=== Фрагмент документа ===
Открытие Перкина оказалось даром божьим для текстильной промышленности. Анилиновый фиолетовый отличался дешевизной и долговечностью: получать и хранить его было несравненно проще, чем растительные пигменты. Перкин вскоре увидел в анилине молекулярную основу и для иных красителей – этакий химический скелет, на который можно навешивать разные боковые цепочки и получать так широкий спектр ярких красок. К середине 1860-х текстильные фабрики Европы наводнили новые синтетические красители разнообразных оттенков сиреневого, синего, малинового, аквамаринового, красного и фиолетового. В 1857 году Перкина, которому едва исполнилось 19, удостоили полноправного членства в Лондонском химическом обществе.
Анилиновый фиолетовый синтезировали в Англии, однако производство синтетических красителей вошло в зенит не там. В конце 1850-х Германия, страна стремительно развивающейся промышленности, мечтала потягаться за лидерство на текстильных рынках Европы и Америки. Но в отличие от Англии у нее практически не было доступа к натуральным красителям: к тому времени, как Германия вступила в колониальную гонку, мир уже раскроили на множество кусочков, и трофеев больше не осталось. Поэтому немецкие промышленники бросились развивать производство искусственных красителей, надеясь закрепиться в индустрии, посягательства на которую раньше считали делом безнадежным.
=== Выдержки из данных ===
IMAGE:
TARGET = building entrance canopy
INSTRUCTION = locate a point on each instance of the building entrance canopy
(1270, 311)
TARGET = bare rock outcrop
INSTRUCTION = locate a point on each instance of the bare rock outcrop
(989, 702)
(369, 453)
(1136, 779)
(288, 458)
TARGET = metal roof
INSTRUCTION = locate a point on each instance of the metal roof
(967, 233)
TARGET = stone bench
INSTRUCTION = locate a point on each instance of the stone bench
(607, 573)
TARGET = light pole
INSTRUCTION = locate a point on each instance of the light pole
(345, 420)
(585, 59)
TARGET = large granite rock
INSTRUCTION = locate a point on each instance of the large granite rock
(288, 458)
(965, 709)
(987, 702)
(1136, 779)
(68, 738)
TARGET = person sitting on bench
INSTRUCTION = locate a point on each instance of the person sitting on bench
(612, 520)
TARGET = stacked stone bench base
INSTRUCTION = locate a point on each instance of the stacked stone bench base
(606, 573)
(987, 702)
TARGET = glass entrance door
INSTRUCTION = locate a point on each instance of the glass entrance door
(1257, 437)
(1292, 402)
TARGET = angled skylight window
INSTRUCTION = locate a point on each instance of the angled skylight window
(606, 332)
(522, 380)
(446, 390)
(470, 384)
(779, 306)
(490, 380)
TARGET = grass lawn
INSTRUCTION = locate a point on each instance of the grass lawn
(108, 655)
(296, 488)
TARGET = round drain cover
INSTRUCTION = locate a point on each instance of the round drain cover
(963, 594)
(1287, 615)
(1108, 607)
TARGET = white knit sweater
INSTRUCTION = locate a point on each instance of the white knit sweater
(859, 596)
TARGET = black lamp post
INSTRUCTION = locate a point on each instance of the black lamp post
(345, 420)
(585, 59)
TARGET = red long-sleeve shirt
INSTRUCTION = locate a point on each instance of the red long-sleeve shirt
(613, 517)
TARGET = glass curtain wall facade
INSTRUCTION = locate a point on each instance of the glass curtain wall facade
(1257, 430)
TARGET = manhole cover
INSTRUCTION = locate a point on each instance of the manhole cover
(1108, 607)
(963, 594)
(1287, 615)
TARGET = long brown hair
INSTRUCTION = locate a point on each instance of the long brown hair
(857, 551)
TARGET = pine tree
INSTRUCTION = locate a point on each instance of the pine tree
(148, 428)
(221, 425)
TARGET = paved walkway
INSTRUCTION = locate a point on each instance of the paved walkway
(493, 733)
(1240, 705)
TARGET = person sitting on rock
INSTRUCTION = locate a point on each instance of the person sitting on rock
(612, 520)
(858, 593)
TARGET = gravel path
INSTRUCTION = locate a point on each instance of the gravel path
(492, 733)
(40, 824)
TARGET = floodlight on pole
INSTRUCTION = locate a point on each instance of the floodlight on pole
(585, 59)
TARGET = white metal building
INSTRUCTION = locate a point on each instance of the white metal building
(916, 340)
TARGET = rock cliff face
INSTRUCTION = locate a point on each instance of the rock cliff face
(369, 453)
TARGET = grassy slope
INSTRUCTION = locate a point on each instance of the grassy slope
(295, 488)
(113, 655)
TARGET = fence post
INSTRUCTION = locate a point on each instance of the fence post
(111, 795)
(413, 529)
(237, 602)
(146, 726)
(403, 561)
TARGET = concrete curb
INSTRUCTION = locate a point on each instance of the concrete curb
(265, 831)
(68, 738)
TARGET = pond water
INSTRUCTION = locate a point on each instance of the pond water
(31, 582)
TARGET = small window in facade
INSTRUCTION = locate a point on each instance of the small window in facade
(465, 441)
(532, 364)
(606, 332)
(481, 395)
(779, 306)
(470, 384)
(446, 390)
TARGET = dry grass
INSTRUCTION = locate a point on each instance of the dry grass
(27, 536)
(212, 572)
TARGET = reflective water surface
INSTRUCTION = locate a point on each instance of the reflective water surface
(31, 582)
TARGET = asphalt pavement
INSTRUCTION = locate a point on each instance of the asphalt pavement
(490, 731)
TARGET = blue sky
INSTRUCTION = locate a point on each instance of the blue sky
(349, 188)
===
Задания ::
A - Ответьте по тексту об анилиновых красителях на три вопроса:
(i) В каком году Перкин стал полноправным членом Лондонского химического общества?
(ii) В какой стране синтезировали анилиновый фиолетовый?
(iii) К чему у Германии, в отличие от Англии, практически не было доступа?
B - Продолжите текст об анилиновых красителях, начав сразу после его последнего предложения.

Ответы по порядку ::
A -
(i) В 1857 году.
(ii) В Англии.
(iii) К натуральным красителям.

B -
В Англии изготовление красителей быстро превратилось в высокоразвитый химический бизнес. В Германии синтетическая химия, подстегиваемая текстильной промышленностью, обласканная государственными субсидиями и подпираемая мощным экономическим ростом страны, пережила еще более колоссальный подъем. В 1883 году объем произведенного в Германии синтетического ализарина, красного красителя, имитирующего природный кармин, достиг 12 тысяч тонн, оставив далеко позади результат фабрики Перкина в Лондоне[205]. В соревновательном режиме стараясь производить более яркие, стойкие и дешевые красящие вещества, немецкие химики пробили своей продукции путь на текстильные фабрики по всей Европе. К середине 1880-х Германия выбилась в чемпионы химической гонки – предшественницы куда более омерзительной гонки вооружений, – став “красильной бадьей” Европы.
Изначально немецкие химики-синтетики всего лишь обслуживали красильную промышленность. Однако, окрыленные успехами, они начали синтезировать не только красители и растворители, но целую вселенную новых молекул: фенолы, спирты, бромиды, алкалоиды, ализарины и амиды. Многие из этих молекул в природе не встречались. К концу 1870-х химики создали столько новых веществ, что уже и сами не знали, куда их приспособить. Техническая (она же – практическая) химия превращалась в собственную карикатуру, пытаясь придумать практическое назначение веществам, которые она так неистово стремилась изобрести.